**What is expected**
Quote only the lines from the one containing "Target: black soccer cleat" through the final line, both included, and omit the pictures.

**Provided records**
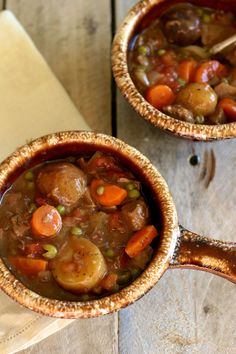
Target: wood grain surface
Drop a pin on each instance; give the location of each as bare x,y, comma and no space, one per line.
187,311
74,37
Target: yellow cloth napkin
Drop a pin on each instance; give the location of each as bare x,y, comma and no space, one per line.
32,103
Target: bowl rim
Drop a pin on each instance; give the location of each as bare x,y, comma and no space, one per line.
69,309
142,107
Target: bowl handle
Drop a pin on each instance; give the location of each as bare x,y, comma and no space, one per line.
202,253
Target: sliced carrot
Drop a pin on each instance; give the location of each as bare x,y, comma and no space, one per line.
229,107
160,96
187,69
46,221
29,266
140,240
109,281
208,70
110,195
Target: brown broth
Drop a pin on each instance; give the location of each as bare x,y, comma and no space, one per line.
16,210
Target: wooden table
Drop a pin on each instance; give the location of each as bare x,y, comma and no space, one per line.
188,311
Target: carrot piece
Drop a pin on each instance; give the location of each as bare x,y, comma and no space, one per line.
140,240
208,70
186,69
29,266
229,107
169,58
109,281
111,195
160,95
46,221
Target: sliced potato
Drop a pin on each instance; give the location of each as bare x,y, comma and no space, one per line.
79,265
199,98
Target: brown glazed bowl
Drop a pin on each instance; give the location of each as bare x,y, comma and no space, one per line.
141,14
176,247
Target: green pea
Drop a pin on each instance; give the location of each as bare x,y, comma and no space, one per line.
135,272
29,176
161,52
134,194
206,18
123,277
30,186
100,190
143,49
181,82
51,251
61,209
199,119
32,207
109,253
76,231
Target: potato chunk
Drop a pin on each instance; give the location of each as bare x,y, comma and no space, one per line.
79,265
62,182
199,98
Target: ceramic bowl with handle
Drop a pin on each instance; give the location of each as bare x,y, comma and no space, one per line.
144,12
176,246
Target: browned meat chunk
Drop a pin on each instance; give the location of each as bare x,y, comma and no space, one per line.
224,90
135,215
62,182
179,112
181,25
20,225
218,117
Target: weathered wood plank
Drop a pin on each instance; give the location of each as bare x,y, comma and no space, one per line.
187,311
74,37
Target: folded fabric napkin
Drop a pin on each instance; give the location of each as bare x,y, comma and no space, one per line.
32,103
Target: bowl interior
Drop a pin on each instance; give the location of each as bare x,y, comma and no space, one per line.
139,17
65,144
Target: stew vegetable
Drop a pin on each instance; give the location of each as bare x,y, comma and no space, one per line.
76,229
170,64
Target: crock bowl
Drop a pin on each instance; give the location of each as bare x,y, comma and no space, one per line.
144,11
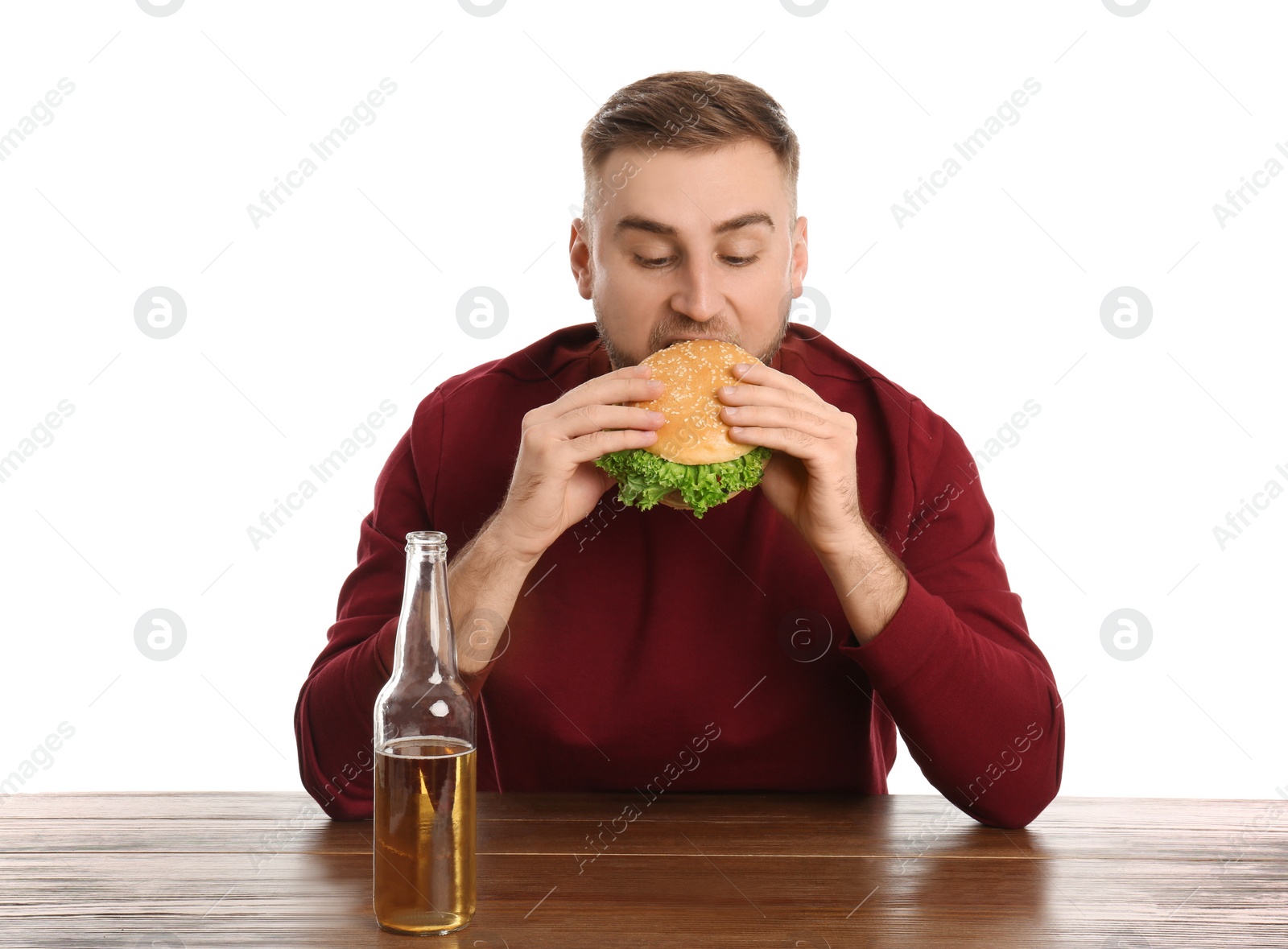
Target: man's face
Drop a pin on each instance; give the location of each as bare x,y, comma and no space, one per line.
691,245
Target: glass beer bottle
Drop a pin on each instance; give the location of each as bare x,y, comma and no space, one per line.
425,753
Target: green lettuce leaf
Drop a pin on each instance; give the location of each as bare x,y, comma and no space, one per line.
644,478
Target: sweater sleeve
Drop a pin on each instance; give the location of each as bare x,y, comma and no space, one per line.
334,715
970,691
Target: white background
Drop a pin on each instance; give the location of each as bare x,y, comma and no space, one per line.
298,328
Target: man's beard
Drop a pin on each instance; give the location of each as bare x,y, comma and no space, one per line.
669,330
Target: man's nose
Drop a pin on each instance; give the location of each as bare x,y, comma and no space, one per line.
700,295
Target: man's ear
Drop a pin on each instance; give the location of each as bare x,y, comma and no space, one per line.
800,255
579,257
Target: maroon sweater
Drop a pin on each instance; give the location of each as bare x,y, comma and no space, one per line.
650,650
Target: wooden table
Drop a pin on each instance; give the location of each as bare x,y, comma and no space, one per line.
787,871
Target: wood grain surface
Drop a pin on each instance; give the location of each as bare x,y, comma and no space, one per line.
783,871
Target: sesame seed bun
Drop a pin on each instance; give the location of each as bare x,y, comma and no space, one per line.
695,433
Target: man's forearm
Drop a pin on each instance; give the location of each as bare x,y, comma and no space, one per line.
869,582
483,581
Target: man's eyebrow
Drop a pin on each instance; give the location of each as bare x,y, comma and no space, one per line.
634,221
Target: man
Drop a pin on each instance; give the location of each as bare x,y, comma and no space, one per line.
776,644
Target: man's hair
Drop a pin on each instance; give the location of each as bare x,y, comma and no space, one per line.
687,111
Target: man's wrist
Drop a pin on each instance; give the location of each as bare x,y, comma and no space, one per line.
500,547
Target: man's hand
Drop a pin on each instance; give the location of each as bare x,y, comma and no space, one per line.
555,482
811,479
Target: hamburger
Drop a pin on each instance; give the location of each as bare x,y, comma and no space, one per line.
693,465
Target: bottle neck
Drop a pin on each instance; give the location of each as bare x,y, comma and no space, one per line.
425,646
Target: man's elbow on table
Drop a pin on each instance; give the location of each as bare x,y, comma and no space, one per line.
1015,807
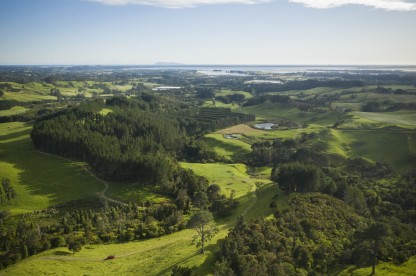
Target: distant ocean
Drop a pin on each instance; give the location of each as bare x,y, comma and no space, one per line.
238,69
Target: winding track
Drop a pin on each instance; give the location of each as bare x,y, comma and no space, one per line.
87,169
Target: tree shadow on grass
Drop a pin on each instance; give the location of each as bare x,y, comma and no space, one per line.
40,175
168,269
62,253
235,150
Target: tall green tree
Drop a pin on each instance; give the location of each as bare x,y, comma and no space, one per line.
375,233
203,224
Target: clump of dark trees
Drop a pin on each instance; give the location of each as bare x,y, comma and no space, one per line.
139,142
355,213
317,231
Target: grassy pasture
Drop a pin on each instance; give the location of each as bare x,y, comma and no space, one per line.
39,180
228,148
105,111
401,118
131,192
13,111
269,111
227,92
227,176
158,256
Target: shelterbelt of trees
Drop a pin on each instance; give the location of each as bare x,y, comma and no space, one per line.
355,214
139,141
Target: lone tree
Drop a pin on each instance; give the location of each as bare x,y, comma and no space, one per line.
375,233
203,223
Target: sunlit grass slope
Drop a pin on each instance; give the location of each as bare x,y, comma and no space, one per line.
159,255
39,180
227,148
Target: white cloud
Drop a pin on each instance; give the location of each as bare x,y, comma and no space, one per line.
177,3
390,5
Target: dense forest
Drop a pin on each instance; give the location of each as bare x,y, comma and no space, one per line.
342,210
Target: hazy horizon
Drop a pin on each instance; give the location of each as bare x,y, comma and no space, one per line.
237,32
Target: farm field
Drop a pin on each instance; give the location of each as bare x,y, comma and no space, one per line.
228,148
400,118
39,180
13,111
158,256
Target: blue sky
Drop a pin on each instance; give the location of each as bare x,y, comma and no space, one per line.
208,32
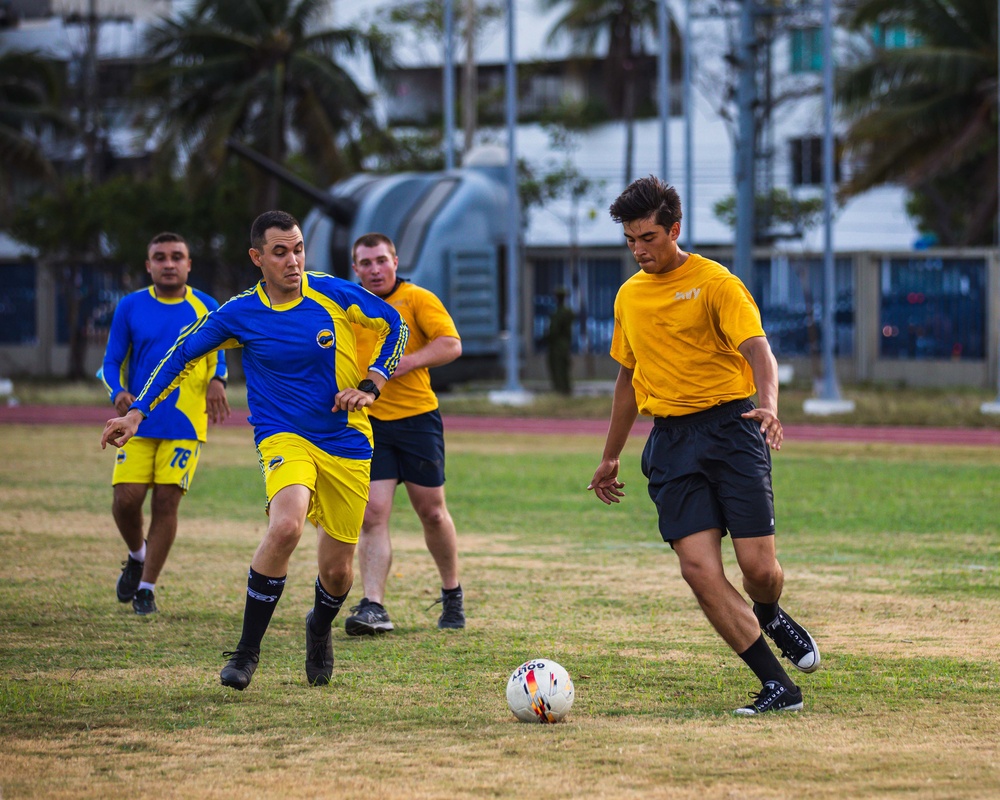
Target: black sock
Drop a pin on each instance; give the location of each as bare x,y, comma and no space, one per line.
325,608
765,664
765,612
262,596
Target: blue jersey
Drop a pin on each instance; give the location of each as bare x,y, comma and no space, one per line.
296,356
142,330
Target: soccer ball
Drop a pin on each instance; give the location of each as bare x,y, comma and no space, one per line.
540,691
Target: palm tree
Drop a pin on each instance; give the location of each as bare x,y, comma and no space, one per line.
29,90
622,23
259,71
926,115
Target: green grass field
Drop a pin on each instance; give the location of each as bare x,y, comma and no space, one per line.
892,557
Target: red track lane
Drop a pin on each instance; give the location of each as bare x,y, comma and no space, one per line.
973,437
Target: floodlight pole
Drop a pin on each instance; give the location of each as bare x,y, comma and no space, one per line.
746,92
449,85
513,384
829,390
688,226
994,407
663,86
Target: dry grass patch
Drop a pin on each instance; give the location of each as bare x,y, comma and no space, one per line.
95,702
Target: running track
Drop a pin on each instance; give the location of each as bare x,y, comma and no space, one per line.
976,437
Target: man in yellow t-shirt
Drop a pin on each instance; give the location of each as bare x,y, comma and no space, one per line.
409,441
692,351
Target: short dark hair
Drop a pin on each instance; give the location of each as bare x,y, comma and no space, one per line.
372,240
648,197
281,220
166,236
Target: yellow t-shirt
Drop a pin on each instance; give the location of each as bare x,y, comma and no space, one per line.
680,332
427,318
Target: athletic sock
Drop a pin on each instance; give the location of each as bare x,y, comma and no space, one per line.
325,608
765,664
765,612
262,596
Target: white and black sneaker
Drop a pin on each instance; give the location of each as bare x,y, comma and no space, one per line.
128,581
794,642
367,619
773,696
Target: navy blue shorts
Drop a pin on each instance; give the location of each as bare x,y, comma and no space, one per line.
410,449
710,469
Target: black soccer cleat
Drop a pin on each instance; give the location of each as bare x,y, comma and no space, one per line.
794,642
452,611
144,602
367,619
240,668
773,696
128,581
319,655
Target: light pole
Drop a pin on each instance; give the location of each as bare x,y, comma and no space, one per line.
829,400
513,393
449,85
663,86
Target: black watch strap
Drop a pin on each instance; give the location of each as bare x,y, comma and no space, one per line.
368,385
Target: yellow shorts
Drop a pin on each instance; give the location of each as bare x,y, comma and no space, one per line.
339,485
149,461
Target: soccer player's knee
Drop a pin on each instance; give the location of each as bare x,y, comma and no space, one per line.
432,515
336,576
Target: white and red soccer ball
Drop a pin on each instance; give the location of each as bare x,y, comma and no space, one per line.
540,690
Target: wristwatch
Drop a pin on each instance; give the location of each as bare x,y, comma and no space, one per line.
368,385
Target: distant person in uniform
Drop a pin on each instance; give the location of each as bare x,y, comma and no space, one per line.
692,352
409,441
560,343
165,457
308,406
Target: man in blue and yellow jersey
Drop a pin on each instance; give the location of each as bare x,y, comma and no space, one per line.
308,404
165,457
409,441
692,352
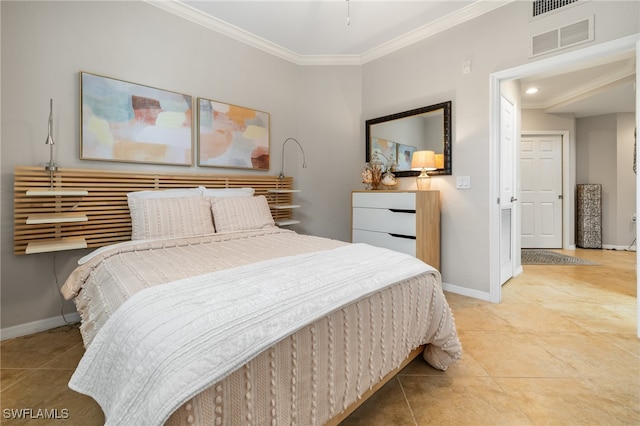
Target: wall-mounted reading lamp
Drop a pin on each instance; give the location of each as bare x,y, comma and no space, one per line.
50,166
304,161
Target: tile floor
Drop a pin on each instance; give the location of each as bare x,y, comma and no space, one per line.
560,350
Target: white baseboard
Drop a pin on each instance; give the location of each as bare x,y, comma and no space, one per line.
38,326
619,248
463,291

**The output**
Target: black soccer cleat
Drop a pin on each instance; give the location of each as bare x,y, comma and no space, one per line.
794,642
452,611
144,602
367,619
240,668
773,696
128,581
319,655
Target: light pole
Drop a pin on each instance; give the location of each as bare x,y, comma and no space, one per line.
829,400
513,393
449,85
663,86
Target: black watch strap
Drop a pin on each instance; give the location of each as bare x,y, comma and no space, one per line.
368,385
Target: yellow shorts
Drop a pin on each instance; give the location of each as bare x,y, comma and no space, one per line.
339,485
149,461
Target: soccer player's knee
Drop a pin on each instance; give the location of each as bare x,y, comma and no space, one per line.
432,515
336,576
Target: white and red soccer ball
Drop a pin on each instance; give the location of each as bare x,y, comma and no space, one per line.
540,690
Target: wristwatch
Drop a pin on each instance; give the location of each as bare x,y, comma and no space, one per line.
368,385
Target: distant person in uniform
Drop a pin on each instance; give the location of each as bare x,y, comma and no space, one per line.
692,352
409,441
560,343
165,457
308,406
Target: man in blue and yellow jersey
Drop a pin on each instance; give the location of each as bare x,y, comma and no space, one per line.
308,404
165,457
409,441
692,352
Target: wall-mounted reading lamp
Drop a pin on each instance; give the location of each as bare x,y, comma and no space, one per line.
50,166
304,161
Target: tile floor
Drop a pin on each instance; give the location of each as bare x,y, comma and no space, one per line.
560,350
Target: white baseboard
Drop a pin on each instance; give the location of each as bare x,y, comma and no space, one per line.
38,326
619,248
463,291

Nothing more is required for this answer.